Aim of the exercise: Report only how many lines in the material contain "case".

Input:
== Segment start ==
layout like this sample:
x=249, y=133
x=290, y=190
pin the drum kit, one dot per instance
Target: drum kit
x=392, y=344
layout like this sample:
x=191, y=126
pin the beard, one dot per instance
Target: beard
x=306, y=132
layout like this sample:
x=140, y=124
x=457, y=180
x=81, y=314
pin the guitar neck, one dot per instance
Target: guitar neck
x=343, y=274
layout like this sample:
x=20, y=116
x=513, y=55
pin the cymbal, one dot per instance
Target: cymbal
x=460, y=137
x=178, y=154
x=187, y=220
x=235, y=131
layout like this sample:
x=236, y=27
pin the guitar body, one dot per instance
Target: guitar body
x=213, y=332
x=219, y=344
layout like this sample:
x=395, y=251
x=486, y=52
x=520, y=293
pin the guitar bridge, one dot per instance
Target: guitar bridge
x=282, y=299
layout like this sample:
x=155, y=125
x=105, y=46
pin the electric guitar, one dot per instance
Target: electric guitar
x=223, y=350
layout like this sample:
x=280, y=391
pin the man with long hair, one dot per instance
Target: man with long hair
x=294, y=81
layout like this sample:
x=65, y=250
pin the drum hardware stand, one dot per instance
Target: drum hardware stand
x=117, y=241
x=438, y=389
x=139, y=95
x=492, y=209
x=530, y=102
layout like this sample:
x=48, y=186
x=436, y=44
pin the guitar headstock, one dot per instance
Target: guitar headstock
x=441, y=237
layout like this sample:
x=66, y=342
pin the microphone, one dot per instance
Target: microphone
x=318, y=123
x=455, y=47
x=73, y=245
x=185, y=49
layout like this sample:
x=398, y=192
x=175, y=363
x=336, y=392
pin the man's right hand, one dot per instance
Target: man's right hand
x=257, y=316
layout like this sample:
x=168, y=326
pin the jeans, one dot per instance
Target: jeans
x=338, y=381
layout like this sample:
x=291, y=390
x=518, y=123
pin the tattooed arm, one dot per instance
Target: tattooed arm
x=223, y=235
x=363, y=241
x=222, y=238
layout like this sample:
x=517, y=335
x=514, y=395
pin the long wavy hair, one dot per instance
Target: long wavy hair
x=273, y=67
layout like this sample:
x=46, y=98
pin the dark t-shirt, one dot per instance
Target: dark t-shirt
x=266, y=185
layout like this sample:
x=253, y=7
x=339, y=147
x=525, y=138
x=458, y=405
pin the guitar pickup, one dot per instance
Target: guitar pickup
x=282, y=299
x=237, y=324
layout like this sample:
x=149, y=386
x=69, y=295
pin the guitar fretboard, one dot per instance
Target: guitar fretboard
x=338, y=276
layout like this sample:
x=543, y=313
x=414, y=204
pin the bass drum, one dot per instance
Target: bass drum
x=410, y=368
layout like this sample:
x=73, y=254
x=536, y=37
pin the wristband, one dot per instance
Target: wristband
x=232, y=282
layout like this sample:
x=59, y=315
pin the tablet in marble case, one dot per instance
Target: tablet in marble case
== Segment end ==
Final answer: 2